Named object pointing data:
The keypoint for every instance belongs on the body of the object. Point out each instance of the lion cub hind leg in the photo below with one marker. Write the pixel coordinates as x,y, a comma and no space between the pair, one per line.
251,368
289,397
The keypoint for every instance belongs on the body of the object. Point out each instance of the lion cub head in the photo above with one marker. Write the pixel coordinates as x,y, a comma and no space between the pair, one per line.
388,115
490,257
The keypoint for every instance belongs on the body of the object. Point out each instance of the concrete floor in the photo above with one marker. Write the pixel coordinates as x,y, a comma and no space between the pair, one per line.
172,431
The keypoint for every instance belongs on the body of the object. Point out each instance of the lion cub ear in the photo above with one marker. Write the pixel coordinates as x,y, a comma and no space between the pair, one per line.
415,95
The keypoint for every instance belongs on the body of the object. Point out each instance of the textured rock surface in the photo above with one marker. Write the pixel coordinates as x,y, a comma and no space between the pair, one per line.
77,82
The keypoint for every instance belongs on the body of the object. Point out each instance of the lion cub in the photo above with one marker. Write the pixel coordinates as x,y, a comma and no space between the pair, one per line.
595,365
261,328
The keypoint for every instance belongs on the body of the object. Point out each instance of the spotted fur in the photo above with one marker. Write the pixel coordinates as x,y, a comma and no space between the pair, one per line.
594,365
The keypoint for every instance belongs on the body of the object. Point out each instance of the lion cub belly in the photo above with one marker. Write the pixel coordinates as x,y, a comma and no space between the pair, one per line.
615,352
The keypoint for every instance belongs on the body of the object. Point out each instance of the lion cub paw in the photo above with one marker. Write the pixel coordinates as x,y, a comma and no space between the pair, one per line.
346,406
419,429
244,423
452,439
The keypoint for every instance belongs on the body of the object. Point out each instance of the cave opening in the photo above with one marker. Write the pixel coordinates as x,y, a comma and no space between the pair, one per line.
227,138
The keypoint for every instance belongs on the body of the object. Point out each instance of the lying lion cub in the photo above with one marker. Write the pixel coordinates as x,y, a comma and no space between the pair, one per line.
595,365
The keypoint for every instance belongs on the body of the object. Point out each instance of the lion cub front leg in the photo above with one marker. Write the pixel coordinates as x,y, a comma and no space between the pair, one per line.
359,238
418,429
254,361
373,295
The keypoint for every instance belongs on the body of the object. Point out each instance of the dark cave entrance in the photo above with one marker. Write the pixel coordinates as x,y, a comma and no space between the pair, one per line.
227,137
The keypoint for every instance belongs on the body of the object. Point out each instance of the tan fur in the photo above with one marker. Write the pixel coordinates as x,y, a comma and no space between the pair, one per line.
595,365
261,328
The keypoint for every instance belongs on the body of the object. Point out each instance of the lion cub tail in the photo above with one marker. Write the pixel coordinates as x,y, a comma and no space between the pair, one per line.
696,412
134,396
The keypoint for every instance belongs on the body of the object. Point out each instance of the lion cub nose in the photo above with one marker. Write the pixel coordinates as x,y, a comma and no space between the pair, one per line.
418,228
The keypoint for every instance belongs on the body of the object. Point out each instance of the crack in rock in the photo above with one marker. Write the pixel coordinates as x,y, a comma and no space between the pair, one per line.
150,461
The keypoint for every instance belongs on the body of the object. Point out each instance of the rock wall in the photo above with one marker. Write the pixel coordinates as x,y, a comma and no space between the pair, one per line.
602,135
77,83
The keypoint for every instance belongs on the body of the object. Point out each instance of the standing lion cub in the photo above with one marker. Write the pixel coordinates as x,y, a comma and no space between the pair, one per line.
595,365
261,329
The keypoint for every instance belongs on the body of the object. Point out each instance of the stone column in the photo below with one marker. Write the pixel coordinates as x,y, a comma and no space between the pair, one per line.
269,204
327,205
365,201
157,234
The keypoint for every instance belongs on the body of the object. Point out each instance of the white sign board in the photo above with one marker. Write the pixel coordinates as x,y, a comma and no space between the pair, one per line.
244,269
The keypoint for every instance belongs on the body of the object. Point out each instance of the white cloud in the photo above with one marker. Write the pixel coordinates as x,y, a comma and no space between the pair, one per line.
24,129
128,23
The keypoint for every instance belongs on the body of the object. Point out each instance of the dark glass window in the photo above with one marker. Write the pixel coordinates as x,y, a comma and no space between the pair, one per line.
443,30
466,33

Exercise description: Render all of the data above as a two-column CSV headed text and answer, one row per text paired with its answer. Put each in a single quoted field and replace line breaks with spaces.

Written response:
text,answer
"The keypoint for every instance belongs on the body of the object. Point out each instance of the lion cub hind leg in the photo below with one marker. Write the pixel coordinates as x,y, a comma and no space between the pair, one per line.","251,368 289,397"
"The keypoint for every instance belongs on the body of the object. Point out each instance of the lion cub head in the photo above with one marker. Write the pixel coordinates as x,y, a comma and no space between the pair, one per line.","388,115 490,257"
"The keypoint for every instance belongs on the body of the object. Point out each instance of the concrete floor in the photo above with one marker. Write the pixel coordinates as x,y, a comma and no space between the pair, one per line.","172,431"
"The keypoint for every instance belongs on the body of the object. Point out each instance of the lion cub ear in the photo above with one marker. Write the pixel coordinates as x,y, a comma and no space between the pair, one per line.","415,95"
"The keypoint for every instance belongs on the body of the object. Point out each instance of the textured rock surface in the photo above with one marker. Write the pixel coordinates as x,y, a comma and no space between the pair, one per line.","77,82"
"The keypoint for every instance belongs on the body of the object. Point out each instance of the lion cub in the photo above with one marker. Write the pixel coordinates as x,y, a comma and no space between the pair, one per line.","595,365 261,328"
"The keypoint for every instance belongs on the body of the object. Point out each instance of the spotted fur in the photo above with one marker. Write the pixel coordinates as x,y, a comma and no space between the pair, one per line.","594,365"
"The keypoint for every instance belongs on the body of the object. Point out each instance of the lion cub belly in the photo above with one marker. Write the pixel coordinates as x,y, a comma and no space between the pair, one per line.","615,352"
"The keypoint for every instance belongs on the body of the object. Point out each instance of the lion cub paw in the photo above with one marker. Write the pixel coordinates as x,y, a comma and no space between the pair, one per line.","346,406 419,429 244,423 452,439"
"The keypoint for every instance belongs on the body of the object. Point out each instance of the cave opening in the photo above with one marker. Write the pixel coordinates as x,y, a comma and no space between the pair, one per line.","227,138"
"The keypoint for every instance belongs on the body of the object. Point out each instance of the lying lion cub in the photo above with one marker. Write the pixel coordinates as x,y, a comma and no space between the pair, one per line.","595,365"
"The keypoint for every instance belongs on the body of the object. Point out each instance of the lion cub front leg in the photo above with one marker. Write the pixel coordinates as x,y, a comma and no space between the pair, one per line.","359,238 418,429 254,361 373,295"
"The keypoint for every instance belongs on the body of the object. Point out each instance of the dark cave entrance in the photo above with one marker. Write the pixel coordinates as x,y, a comma and no space between the pair, one per line.","227,137"
"The keypoint for every instance belongs on the body of the object. Point out each instance of the tan fur in the photo above with one marker. Write the pixel coordinates as x,y, a comma and no space between the pair, one per line.","595,365 261,328"
"The keypoint for every instance belongs on the body of the object. Point out each instance of the lion cub tail in the photo above with one marker. Write the pixel coordinates as x,y, a comma and no space between the pair, one per line.","696,412 134,396"
"The keypoint for every instance belongs on the body of the object. Point out each instance of the lion cub nose in the photo above with one marker. Write the pixel coordinates as x,y, a comma and no space between the pair, one per line.","418,228"
"The keypoint for every instance belongs on the body of the object. Point out each instance of the crack in rock in the photo above with one marker. Write the pixel coordinates as x,y, a comma and no space between the pair, one per line.","150,461"
"The keypoint for every instance belongs on the body of the object. Point out each instance of the rock wall in the photo above with one marker. Write the pixel coordinates as x,y, a comma and no space between the pair, one per line.","602,135 77,83"
"The keypoint for every instance belongs on the body of the object. Point out each instance of the standing lion cub in the photo above with one marker. Write the pixel coordinates as x,y, a comma and no space between the pair, one per line.","595,365 261,329"
"The keypoint for every instance belongs on the body of the object. Point out each instance of the stone column in the photo below with one marker. Write the pixel coordinates as x,y, a comma and no space between the pair, one per line.","269,204 327,205 365,201 157,234"
"The keypoint for every instance belongs on the body of the object. Point out each instance of the white sign board in the photo above with one marker. Write the pixel coordinates as x,y, a comma and no space between the pair, one per line.","244,269"
"The keypoint for every instance belongs on the body of the object. Point out each instance of the white cloud in the photo above with one marker. Write the pixel coordinates as x,y, a comma and no space between the pair, one per line.","24,129 128,23"
"The keypoint for every instance belongs on the body of the object. Point out each instance of the dark glass window in the photo above with one marker. Write the pixel coordinates as x,y, a comma and no space between the pair, one per line.","443,30 466,33"